» Description of the task
The data must be returned in full and exactly as given.
─── Data records ───
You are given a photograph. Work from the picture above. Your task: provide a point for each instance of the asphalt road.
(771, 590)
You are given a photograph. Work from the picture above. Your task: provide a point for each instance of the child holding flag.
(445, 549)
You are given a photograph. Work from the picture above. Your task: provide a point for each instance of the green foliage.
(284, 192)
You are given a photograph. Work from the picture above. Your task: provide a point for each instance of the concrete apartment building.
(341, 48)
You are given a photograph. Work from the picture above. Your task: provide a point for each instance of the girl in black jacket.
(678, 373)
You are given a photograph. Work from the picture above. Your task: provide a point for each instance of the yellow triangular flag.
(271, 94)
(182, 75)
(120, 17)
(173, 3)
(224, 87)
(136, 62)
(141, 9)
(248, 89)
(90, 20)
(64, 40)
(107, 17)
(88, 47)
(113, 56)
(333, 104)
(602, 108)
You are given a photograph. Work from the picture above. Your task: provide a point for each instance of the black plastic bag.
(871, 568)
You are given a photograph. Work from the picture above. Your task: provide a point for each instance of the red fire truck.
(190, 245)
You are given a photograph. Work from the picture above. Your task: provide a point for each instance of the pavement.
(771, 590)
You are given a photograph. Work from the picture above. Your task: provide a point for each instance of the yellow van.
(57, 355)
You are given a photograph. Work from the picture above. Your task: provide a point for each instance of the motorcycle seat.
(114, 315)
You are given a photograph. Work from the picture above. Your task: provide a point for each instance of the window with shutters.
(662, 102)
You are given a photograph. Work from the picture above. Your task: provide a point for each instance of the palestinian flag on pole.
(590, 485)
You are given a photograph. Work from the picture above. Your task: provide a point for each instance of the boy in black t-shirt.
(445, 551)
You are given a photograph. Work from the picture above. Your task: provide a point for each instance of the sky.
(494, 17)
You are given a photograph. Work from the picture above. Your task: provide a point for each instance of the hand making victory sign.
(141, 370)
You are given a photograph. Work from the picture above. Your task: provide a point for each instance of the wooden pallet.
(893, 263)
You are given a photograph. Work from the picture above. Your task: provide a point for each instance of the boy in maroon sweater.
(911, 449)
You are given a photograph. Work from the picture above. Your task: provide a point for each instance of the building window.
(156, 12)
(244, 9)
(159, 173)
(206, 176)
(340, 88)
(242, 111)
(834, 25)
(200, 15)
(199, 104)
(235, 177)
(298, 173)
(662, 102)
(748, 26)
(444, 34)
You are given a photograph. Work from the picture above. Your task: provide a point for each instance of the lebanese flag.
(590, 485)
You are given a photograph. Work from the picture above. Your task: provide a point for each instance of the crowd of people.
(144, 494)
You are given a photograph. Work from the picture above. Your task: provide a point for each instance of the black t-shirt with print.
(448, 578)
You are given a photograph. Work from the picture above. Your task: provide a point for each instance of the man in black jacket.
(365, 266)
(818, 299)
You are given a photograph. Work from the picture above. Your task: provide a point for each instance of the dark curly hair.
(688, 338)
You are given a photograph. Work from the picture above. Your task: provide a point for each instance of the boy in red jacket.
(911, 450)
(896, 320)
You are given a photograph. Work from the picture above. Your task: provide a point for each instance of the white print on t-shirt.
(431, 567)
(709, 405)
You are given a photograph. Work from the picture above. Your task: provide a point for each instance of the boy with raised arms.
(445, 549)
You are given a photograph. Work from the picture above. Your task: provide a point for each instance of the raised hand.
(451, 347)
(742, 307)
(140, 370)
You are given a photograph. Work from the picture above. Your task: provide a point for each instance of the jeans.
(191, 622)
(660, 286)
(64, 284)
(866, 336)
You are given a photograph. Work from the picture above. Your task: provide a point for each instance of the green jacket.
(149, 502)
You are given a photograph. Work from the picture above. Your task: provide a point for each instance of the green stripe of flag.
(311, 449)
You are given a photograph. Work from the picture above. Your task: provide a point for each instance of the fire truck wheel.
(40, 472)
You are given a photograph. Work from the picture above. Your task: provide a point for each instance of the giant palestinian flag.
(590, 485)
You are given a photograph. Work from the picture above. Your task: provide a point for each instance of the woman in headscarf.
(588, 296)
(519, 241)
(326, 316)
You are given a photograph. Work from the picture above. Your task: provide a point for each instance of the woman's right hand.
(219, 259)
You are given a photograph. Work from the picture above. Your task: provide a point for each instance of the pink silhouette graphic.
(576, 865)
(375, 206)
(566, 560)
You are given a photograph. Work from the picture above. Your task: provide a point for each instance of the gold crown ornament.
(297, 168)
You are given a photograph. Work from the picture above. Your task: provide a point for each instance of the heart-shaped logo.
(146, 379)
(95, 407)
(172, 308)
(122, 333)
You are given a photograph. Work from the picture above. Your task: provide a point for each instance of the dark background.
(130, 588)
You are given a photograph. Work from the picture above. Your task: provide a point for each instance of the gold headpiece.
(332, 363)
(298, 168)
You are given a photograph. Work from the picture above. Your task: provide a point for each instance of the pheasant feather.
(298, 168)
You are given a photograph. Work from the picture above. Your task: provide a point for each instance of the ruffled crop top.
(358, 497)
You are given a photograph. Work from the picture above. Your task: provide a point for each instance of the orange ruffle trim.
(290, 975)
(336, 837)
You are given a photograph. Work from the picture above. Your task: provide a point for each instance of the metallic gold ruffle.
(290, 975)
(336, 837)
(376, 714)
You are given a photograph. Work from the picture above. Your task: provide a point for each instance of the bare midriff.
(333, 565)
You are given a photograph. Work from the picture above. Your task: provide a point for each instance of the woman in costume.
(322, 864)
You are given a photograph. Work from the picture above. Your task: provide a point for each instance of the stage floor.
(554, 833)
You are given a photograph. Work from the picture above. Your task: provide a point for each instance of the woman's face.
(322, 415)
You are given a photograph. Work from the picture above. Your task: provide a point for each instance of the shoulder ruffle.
───
» Task answer
You are given a photograph. Work from the picture above. Your task: provide a point for each instance of the asphalt road.
(771, 590)
You are given a photograph. Work from the picture above. Your task: provide a point for each instance of the child holding flag.
(445, 549)
You are given a photograph. Work from the picture above. Your task: provide a point for each instance of the green foliage.
(284, 192)
You are given a photograph. Work from the picture above. Your task: provide a point for each instance of the concrete apartment building.
(341, 48)
You are given a photograph. Work from the picture above. Your task: provide a point for each instance of the girl in black jacket.
(678, 373)
You are given a photograph. Work from the picture above. Your task: provide a point for each instance of the yellow triangular flag.
(271, 94)
(182, 75)
(120, 17)
(173, 3)
(224, 87)
(136, 62)
(141, 9)
(248, 89)
(90, 20)
(64, 40)
(107, 17)
(88, 47)
(113, 56)
(333, 104)
(602, 108)
You are given a photograph. Work from the picture above. Your task: provide a point for each instance of the black plastic bag.
(871, 568)
You are given a photograph. Work from the picture above. Your task: provide a point for each instance of the red fire truck.
(190, 245)
You are given a photograph. Work from the picture above. Your task: provide a point for each instance of the pavement.
(771, 590)
You are given a photograph. Work from the picture above. Your task: provide a point for each instance of the yellow van.
(57, 355)
You are given a photograph. Work from the picture above. Your task: provide a point for each instance of the motorcycle seat.
(114, 315)
You are given a photograph. Work from the picture above. Your task: provide a point for each instance of the window with shutters.
(662, 102)
You are given a photograph. Work from the picture above. Your task: provide a point for each instance of the palestinian flag on pole.
(590, 485)
You are given a photograph. Work from the picture above. Your task: provide a point for each instance of the boy in black t-shirt.
(445, 551)
You are given a photograph. Work from the picture above. Your task: provide a point for each instance of the sky.
(494, 17)
You are given a photograph. Work from the picture above. Your task: provide a point for each instance of the hand making victory sign.
(141, 370)
You are given a photograph. Work from the picture above. Your task: provide a point for each instance of the wooden pallet.
(893, 263)
You are given a photograph. Work from the picture above. Your task: provide a point for each instance of the boy in maroon sweater.
(911, 449)
You are given a photograph. Work from the picture above. Your task: provide a point for each instance of the building window.
(156, 12)
(244, 9)
(159, 173)
(206, 176)
(340, 88)
(242, 111)
(834, 25)
(200, 15)
(199, 104)
(235, 177)
(298, 173)
(662, 102)
(748, 26)
(444, 34)
You are given a photograph. Work from the picture above. Your task: provide a point for each instance of the lebanese flag.
(590, 485)
You are given a photograph. Work from the picture above. Your task: provide a point for each instance of the crowd of people.
(144, 494)
You are given a photograph. Work from the picture above. Your task: provide a point for each instance of the black t-shirt with print.
(448, 578)
You are given a photograph. Work from the picture above. Your task: provide a point for each instance of the man in black jacket.
(365, 266)
(818, 299)
You are given a photograph. Work from the picture above. Your task: provide a point for each instance of the dark curly hair.
(688, 338)
You are given a photograph. Work from the picture above. Your task: provide a point for each instance of the boy in red jacket.
(911, 450)
(896, 320)
You are given a photograph. Work from the picture above. Your task: provide a point for each instance of the white print on t-shirt.
(431, 567)
(709, 405)
You are given a photograph. Work from the picture above. Your task: provide a point for each instance of the boy with raised arms.
(445, 549)
You are given a photograph. Work from the picture above. Your task: provide a point for each instance of the raised hand.
(451, 347)
(742, 307)
(140, 370)
You are given a photograph. Work from the picture above. Your task: provide a point for each instance of the jeans.
(191, 622)
(660, 286)
(64, 284)
(866, 336)
You are given a photograph. Work from the picture above. Your task: provide a point for each instance of the green jacket.
(149, 502)
You are given a photograph. Work from the picture above. Your task: provide a point for each instance of the green stripe of flag.
(311, 449)
You are given a photograph. Work from the picture above. Your task: provide a point for each instance of the fire truck wheel.
(40, 472)
You are given a photograph. Work from the picture above. Your task: provide a point for each instance of the giant palestinian flag.
(590, 485)
You are given a photograph. Work from the picture above. Your task: provide a point for each instance of the woman in headscarf.
(588, 296)
(519, 241)
(326, 316)
You are given a photograph. Work from the picture above. Your task: provide a point for each instance of the woman's right hand.
(219, 259)
You are given a photograph. Work from the picture above. Your task: provide a point for each instance of the pink silhouette graphic.
(576, 865)
(375, 206)
(566, 560)
You are given a photograph. Work from the picture above. Your task: provide a point for each instance of the gold crown ornament.
(297, 168)
You are given a photograph. Work from the picture above. Your task: provide a point for each instance of the heart-shaped logo.
(146, 379)
(95, 407)
(172, 308)
(122, 333)
You are given a photograph. Work from the picture above. Your task: provide a point for each instance of the dark background.
(130, 588)
You are given a photograph. Work from the picture above. Your task: provide a point for each instance of the gold headpiece.
(332, 363)
(298, 168)
You are given a photograph. Work from the picture above. Your task: provide a point for each instance of the pheasant feather.
(298, 168)
You are given a photograph. Work from the picture above. Your task: provide a point for each instance of the ruffled crop top.
(358, 497)
You are given a photograph. Work from the picture above. Your task: provide a point for each instance of the orange ruffle trim.
(290, 975)
(336, 837)
You are given a photograph. Work from the picture above. Your task: provide a point for each instance of the metallic gold ruffle.
(290, 975)
(336, 837)
(376, 714)
You are given a photograph. Work from the picture above. Your task: provide a point for each instance of the bare midriff.
(333, 565)
You are given a photograph. Work from the picture above. Your task: provide a point for each instance of the woman in costume.
(322, 864)
You are given a photograph. Work from the picture above. Your task: provide a point for each instance of the stage floor.
(554, 833)
You are given a photograph. Work from the picture above. Your task: provide a point for each instance of the woman's face.
(322, 415)
You are given a photograph. Work from the picture above. Your task: provide a point for each instance of the shoulder ruffle.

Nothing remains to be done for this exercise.